* TASK BRIEF: Copy every one of the records below word for word, line by line, without changing anything.

* GIVEN INFORMATION:

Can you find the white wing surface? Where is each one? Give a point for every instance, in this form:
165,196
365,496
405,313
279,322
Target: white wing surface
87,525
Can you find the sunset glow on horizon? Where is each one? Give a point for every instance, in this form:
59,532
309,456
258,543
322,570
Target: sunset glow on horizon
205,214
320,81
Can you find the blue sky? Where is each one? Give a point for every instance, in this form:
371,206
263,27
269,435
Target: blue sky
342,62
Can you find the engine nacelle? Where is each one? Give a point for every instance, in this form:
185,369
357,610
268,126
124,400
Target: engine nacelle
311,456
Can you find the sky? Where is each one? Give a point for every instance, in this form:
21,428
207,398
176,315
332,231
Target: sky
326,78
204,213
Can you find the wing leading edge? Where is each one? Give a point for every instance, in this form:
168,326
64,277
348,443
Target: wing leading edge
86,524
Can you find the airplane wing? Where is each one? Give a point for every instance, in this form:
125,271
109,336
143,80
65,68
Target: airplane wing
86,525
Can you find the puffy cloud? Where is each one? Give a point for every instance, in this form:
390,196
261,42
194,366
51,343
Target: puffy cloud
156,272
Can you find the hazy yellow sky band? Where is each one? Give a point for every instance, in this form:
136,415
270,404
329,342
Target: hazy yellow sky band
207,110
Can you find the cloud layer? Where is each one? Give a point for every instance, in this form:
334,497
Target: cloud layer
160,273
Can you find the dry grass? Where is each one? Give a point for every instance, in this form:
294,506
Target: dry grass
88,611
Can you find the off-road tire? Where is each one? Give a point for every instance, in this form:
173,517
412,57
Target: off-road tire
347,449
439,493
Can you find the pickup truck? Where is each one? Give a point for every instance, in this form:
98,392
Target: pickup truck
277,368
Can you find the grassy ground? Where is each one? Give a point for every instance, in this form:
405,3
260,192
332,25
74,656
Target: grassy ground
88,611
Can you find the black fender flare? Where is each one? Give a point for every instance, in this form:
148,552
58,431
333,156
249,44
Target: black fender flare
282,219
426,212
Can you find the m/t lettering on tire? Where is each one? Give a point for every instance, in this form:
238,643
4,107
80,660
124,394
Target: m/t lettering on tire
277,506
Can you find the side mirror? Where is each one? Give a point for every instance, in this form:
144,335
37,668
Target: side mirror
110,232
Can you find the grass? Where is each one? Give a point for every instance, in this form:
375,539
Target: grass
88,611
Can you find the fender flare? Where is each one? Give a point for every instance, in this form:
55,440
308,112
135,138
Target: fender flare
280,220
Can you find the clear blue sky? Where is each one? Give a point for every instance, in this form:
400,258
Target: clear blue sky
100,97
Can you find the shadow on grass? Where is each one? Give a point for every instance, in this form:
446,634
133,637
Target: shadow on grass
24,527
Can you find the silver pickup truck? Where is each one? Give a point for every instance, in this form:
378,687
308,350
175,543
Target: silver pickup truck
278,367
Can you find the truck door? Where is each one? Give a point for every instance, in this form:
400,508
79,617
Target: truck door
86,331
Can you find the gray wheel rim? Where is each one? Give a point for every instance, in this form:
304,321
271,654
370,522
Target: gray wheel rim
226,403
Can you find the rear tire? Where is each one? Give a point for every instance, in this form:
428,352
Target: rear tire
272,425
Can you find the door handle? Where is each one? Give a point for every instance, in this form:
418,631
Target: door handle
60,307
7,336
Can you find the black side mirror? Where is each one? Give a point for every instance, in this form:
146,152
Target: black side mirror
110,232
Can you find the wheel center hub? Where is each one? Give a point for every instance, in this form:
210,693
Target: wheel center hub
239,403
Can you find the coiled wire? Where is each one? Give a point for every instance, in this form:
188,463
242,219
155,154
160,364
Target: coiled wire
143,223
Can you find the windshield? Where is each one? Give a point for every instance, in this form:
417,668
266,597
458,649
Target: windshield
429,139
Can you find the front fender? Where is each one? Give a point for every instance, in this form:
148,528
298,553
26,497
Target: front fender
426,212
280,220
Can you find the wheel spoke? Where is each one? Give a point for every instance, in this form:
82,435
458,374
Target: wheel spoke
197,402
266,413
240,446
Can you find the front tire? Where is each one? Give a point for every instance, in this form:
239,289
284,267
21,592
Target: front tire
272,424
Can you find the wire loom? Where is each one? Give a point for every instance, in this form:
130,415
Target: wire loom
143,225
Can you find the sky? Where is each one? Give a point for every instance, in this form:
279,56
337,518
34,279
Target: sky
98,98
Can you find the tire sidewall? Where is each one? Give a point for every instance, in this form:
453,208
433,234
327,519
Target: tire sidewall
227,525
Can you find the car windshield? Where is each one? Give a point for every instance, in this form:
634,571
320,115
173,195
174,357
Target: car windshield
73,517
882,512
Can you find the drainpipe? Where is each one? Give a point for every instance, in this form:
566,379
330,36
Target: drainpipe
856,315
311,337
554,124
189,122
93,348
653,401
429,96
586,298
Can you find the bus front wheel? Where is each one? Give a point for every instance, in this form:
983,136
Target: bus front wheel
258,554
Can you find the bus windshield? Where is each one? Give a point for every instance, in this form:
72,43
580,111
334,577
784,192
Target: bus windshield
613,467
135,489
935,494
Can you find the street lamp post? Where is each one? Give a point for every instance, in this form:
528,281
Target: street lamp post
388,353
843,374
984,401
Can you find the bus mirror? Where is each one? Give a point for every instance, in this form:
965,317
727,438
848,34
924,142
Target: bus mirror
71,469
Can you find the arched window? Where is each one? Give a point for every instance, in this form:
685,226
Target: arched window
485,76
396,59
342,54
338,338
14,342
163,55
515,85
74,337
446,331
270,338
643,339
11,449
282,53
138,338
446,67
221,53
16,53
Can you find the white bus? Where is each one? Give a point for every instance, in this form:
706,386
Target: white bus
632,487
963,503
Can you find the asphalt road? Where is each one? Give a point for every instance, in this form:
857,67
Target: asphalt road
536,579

* SOLUTION:
Can you find the white wing surface? Where is each one? Give a point for every instance, in this form:
165,196
365,496
405,313
279,322
Target: white wing surface
87,525
Can you find the sunset glow on horizon? Where is each one? Give a point for every instance, in this form:
59,532
309,456
258,543
322,570
Target: sunset glow on horizon
205,214
320,81
Can you find the blue sky? Where is each one? Give a point for every instance, in this form:
371,206
263,27
269,435
Target: blue sky
342,62
Can you find the engine nacelle? Where is each one? Give a point for every instance, in this form:
185,369
357,610
268,126
124,400
Target: engine nacelle
311,456
Can you find the sky? Where is each one? Give a point for every instance, in this form:
21,428
207,398
176,315
332,231
Target: sky
326,78
204,213
Can you find the wing leading edge? Where is each one? Give a point for every instance, in this form:
168,326
64,277
348,443
Target: wing leading edge
86,524
Can you find the airplane wing? Where is each one? Give a point for every instance, in this form:
125,271
109,336
143,80
65,68
Target: airplane wing
86,525
Can you find the puffy cloud? Where is each one? Give a point for every instance, in this form:
390,196
261,42
194,366
51,343
Target: puffy cloud
156,272
Can you find the hazy yellow sky band? Where is each one? Give a point for every instance, in this form:
136,415
270,404
329,342
Target: hazy yellow sky band
207,110
Can you find the cloud layer? Where is each one? Give a point for every instance, in this form:
334,497
Target: cloud layer
160,273
Can you find the dry grass? Where is each one? Give a point for every instance, in this form:
294,506
Target: dry grass
88,611
Can you find the off-road tire? Where is each one? Give a point for every instance, in this form:
173,517
412,57
Target: off-road tire
347,449
439,493
Can you find the pickup truck? Where is each one? Give a point for every instance, in this form:
98,392
Target: pickup truck
277,368
Can you find the grassy ground? Where is each one? Give a point for every instance, in this form:
405,3
260,192
332,25
74,656
Target: grassy ground
88,611
Can you find the black fender flare? Where is each one? Give a point for every instance, in this form:
148,552
58,431
333,156
249,44
Target: black fender flare
282,219
426,212
Can you find the m/t lettering on tire? Where is each one? Give a point for every instance, in this form:
238,643
4,107
80,660
124,394
Target: m/t lettering on tire
277,506
Can you find the side mirror? Where is each one? Give a point for every instance, in this form:
144,335
37,668
Target: side mirror
110,232
Can you find the grass? Where is each one? Give a point for every instance, in this form:
375,539
Target: grass
88,611
Can you find the fender flare? Where is each one? Give a point for every instance, in this form:
55,440
308,112
135,138
Target: fender flare
280,220
Can you find the clear blue sky? Where is each one? Give a point for every instance, in this form:
400,258
Target: clear blue sky
100,97
Can you find the shadow on grass? Where is each one? Give a point for every instance, in this form:
446,634
133,637
Target: shadow on grass
24,527
Can you find the silver pickup truck? Where is each one? Give a point for every instance, in this form:
378,687
308,350
175,543
Target: silver pickup truck
278,367
Can you find the truck door? Where is each one? Give a point for every instance, in this form:
400,508
79,617
Target: truck door
86,331
Can you find the gray wheel rim? Where is each one? Give a point for every instance, in this form:
304,321
271,654
370,522
Target: gray wheel rim
226,403
Can you find the rear tire? Where is each one? Give a point for every instance, in this form:
428,352
Target: rear tire
272,425
Can you find the door handle? Where is each one? Give a point for every instance, in this form:
418,631
Target: door handle
60,307
7,336
Can you find the black side mirror? Where is each one? Give a point for every instance, in this form:
146,152
Target: black side mirror
110,232
Can you find the wheel center hub? Where is each one? Give a point for every instance, in this form:
210,693
Target: wheel center hub
239,403
Can you find the coiled wire? Where is each one? Give a point for every instance, in this form:
188,463
242,219
155,154
160,364
Target: coiled wire
143,223
Can you find the windshield? Where is each one? Give a point for every instance, in this form:
417,668
266,597
458,649
Target: windshield
429,139
Can you find the front fender? Where is each one? Give a point for every instance, in this form:
148,528
298,553
26,497
Target: front fender
426,212
280,220
Can you find the wheel spoke? Where is each one? Give a point for every instance, in this form:
82,435
458,374
Target: wheel spoke
197,402
266,413
240,446
Can you find the front tire? Where is each one? Give a point for every instance, in this form:
239,289
284,267
21,592
Target: front tire
272,424
Can you find the wire loom? Where is each one? Give a point for every instance, in this form:
130,415
Target: wire loom
143,225
Can you find the sky? Where is each one? Give a point for every instance, in this form:
279,56
337,518
34,279
Target: sky
98,98
Can you find the tire sidewall? Where is each one? Give a point for every instance, in this form:
453,208
433,234
327,519
Target: tire sidewall
227,525
Can you find the car windshield? Where is each one? Give a point for every instance, in this form:
634,571
320,115
173,195
174,357
Target: car windshield
73,517
882,512
Can you find the drainpipe? Where is each one? Give a point for every instance, in this form:
566,379
330,36
Target: drainpipe
856,315
311,337
554,124
189,122
93,348
653,401
429,96
586,298
Can you find the bus front wheel? Where is each one? Give a point for every instance, in this form:
983,136
Target: bus front wheel
258,554
Can you find the bus windshield? Where is each one? Give a point for every instance, in this form:
72,43
580,111
334,577
784,192
Target: bus windshield
613,467
135,489
935,494
Can you find the street lamp post? Where is each one? Give a point for every instance, in this form:
528,281
Target: street lamp post
388,353
843,374
984,401
Can you find the bus mirror? Where is each one? Give a point for every instance, in this form:
965,317
727,438
848,34
924,142
Target: bus mirror
71,469
Can you find the arched window? Where is each one? Give a point for every instance, in this form:
685,226
Target: arched window
485,76
396,59
342,54
338,338
14,342
163,55
515,85
74,337
446,331
270,338
643,339
11,449
282,53
138,338
446,67
221,53
16,53
Can you find the white bus? Where is each one? Give a point for every instance, in this form:
706,386
Target: white bus
632,487
963,503
Can you find the asphalt road? Where is each one? Give a point for every instance, in this form:
857,67
Target: asphalt road
536,579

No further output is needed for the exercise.